● **Requirement**: Would you transcribe all of the entries that follow, word for word?

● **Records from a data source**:
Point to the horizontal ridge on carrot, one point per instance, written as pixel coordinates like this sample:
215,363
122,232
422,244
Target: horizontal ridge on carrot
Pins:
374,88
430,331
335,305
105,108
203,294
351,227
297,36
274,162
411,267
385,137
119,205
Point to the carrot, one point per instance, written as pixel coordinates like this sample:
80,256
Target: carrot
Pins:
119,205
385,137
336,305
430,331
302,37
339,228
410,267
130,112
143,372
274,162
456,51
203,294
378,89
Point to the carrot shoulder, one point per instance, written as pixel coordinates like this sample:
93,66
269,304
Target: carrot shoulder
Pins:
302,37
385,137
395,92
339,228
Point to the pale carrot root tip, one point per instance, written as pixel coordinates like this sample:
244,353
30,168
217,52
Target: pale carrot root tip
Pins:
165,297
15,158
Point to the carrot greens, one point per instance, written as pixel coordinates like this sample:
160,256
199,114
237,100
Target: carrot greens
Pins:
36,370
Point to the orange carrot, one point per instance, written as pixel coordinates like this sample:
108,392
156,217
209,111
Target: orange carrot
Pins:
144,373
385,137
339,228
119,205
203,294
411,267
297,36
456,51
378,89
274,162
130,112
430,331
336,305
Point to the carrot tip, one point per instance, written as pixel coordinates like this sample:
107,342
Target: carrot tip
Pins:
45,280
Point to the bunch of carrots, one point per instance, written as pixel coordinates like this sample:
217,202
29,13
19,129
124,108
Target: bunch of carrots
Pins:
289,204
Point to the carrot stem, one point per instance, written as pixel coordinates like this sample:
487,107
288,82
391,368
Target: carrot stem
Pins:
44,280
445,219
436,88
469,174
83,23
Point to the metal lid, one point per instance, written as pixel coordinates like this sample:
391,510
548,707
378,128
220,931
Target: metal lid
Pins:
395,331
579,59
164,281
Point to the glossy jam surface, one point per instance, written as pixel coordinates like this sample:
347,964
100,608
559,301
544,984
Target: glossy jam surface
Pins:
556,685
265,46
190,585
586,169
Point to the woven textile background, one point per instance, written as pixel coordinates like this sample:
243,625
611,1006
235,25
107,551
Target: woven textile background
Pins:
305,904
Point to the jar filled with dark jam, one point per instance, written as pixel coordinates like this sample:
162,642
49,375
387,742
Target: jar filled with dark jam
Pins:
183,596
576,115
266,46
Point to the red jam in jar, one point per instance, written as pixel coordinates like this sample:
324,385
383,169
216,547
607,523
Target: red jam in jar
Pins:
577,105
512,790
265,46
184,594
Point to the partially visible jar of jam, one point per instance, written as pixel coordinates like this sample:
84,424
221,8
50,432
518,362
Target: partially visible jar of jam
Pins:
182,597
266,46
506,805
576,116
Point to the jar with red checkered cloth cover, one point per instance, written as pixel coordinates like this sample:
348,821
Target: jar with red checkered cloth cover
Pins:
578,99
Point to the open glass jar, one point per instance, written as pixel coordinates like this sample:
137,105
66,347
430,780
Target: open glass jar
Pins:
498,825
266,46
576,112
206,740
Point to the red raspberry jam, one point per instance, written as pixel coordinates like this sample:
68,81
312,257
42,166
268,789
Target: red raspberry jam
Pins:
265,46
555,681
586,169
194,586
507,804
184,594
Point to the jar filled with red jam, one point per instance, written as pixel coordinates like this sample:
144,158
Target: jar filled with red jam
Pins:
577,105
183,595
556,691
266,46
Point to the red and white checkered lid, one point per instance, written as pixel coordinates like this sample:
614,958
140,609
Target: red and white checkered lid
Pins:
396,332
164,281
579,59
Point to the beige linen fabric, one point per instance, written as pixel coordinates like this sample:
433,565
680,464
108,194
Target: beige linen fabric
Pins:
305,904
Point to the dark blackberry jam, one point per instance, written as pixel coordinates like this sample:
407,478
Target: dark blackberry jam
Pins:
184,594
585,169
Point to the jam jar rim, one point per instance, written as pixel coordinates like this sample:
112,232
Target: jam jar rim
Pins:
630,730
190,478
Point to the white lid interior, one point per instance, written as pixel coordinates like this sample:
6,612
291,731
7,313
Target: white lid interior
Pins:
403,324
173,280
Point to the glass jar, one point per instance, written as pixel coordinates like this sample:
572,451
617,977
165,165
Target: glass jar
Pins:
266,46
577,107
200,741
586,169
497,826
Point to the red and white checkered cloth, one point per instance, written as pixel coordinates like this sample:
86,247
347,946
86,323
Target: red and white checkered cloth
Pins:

● **Written response**:
Point to the horizontal ridge on carrot, one point per instance, written as pixel coordinates like this sample:
215,363
122,232
422,244
Target: horizontal ridge on carrot
Pins:
374,88
430,331
335,305
105,108
203,294
351,227
297,36
274,162
411,267
385,137
119,205
Point to the carrot, one point per instance, written as pixel coordinates like this sample:
80,256
Target: carrot
Pins:
119,205
385,137
336,305
430,331
302,37
339,228
410,267
130,112
143,372
274,162
456,51
203,294
378,89
Point to the carrot shoulder, one point per instance, written as pixel coordinates like this sample:
93,66
269,304
Target: carrot shoulder
Pins:
302,37
385,137
395,92
339,228
Point to the pale carrot root tip, one point per instance, written as pixel coordinates like this sample:
244,353
30,168
217,52
Target: pale carrot root tip
Pins:
165,297
15,158
Point to the carrot greens, one point per instance, written as pixel coordinates like this sample:
160,256
199,114
237,100
Target: carrot greens
Pins:
36,370
Point to the orange carrot, one point per instance, written as pixel coordinates like this sample:
108,392
156,217
209,111
Target: orange carrot
Pins:
144,373
385,137
339,228
119,205
203,294
411,267
297,36
456,51
378,89
274,162
130,112
430,331
336,305
Point to the carrot tip, one point per instance, written as pixel coordinates like this sample:
107,342
Target: carrot tip
Pins:
45,280
Point to the bunch of carrots, one point per instance, written as pixel coordinates like this sample:
217,202
29,13
19,129
124,108
Target: bunch of carrots
Pins:
289,204
Point to the carrot stem, one point per instance, written as pixel coordinates like this sample:
487,107
288,82
391,368
Target: carrot stem
Pins:
44,280
445,219
436,88
469,174
83,23
Point to the metal lid, one point per instance, written as pixel coordinates like this sample:
391,510
548,707
378,128
220,931
Target: metal lid
Pins:
395,331
579,59
164,281
Point to the glossy jam surface, one point per instance, written as pixel coordinates like this sample:
347,964
100,608
559,301
544,984
Target: glossy jam surface
Pins:
556,685
265,46
190,585
586,169
Point to the woven textile background, one point per instance, written as pixel coordinates like this sample:
243,625
611,1006
235,25
107,551
Target: woven textile background
Pins:
305,904
Point to the jar filled with dark jam, one point per instance, written as pixel coordinates like this sample:
162,642
49,375
387,742
Target: jar filled with dark jam
Pins:
183,596
576,115
266,46
Point to the red jam in jar, one point per instance, written as pixel coordinates like this sample:
324,385
383,169
216,547
607,523
Target: red jam in jar
Pins:
577,105
512,790
265,46
184,594
Point to the partially visible jar of jam, one point per instance, written as pixel coordinates like this sample:
84,424
221,8
50,432
518,362
Target: partially visible jar of jam
Pins:
182,597
266,46
506,805
576,116
Point to the jar with red checkered cloth cover, one point per instance, written as pixel coordinates like this sample:
348,821
Target: jar with red checkered cloth cover
Pins:
578,99
Point to the open glass jar, one point per instance, written as pixel coordinates like this sample:
137,105
66,347
430,780
Target: open glass jar
Pins:
498,825
266,46
576,112
206,740
Point to the red raspberry jam, one point per instance, written as pixel coordinates like this sample:
68,81
312,257
42,166
268,789
Target: red raspberry jam
Pins:
265,46
555,681
586,169
194,586
507,804
184,594
Point to the jar filled with red jam, one point per instance, written as pixel coordinates like this sample:
144,158
Target: jar filled with red jam
Pins:
577,105
183,595
556,691
266,46
Point to the red and white checkered lid, one point per instance, written as pixel coordinates like this sample:
614,958
140,609
Target: red and white checkered lid
Pins:
396,332
164,281
579,59
Point to the beige linen fabric, one point per instance, written as pixel coordinates like this sample:
433,565
680,464
108,194
Target: beige linen fabric
Pins:
305,904
Point to the dark blackberry jam, one point per instance, written as pixel coordinates like this sample:
407,478
Target: dark blackberry jam
Pins:
184,594
585,169
Point to the jam jar rim, one point per instance, written as pixel coordinates like this sample:
112,232
Target: jam jar rim
Pins:
630,730
190,478
Point to the white lid interior, one point per instance, written as pixel coordinates like this sample:
6,612
291,731
7,313
Target: white lid interior
Pins:
403,324
173,280
Point to the glass jar, one point per instance, written as pixel coordinates like this sample:
572,451
617,977
165,165
Target: glass jar
Pins:
266,46
577,107
200,741
586,169
497,826
Point to the red and white checkered cloth, one point per instance, written as pixel coordinates like this sample:
86,247
347,946
86,323
Target: red and white checkered cloth
Pins:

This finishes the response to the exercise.